What you are asked to do: Copy each of the rows below word for word, keeping every line as it appears.

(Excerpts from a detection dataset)
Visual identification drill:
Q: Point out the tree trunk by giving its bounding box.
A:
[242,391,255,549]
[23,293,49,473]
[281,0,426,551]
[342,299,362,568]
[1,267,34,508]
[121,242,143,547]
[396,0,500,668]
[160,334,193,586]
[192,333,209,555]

Answer below:
Visual identification drill:
Q: Point out the tree trunk by giving its bounding box.
A:
[242,391,255,549]
[23,293,49,473]
[281,0,426,551]
[342,299,362,568]
[1,267,34,508]
[121,242,143,547]
[396,0,500,668]
[160,334,193,586]
[192,333,209,555]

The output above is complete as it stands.